#### [Task objective]
The result should be the listing below, restated exactly, with its pictures left out.

==== Listed entries ====

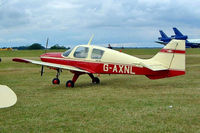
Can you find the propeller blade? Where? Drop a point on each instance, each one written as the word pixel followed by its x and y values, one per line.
pixel 90 39
pixel 42 70
pixel 46 44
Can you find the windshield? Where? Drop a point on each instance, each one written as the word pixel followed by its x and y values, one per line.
pixel 81 52
pixel 66 53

====

#### [Result for this task]
Can you find the propeller blade? Where? Drop a point on each instance, each one written as the word pixel followed by its x and y values, one per line.
pixel 90 39
pixel 42 70
pixel 46 44
Can you find the windshield? Where? Drop a point on each instance, each one written as the word pixel followed by its x and y values, one per line.
pixel 81 52
pixel 66 53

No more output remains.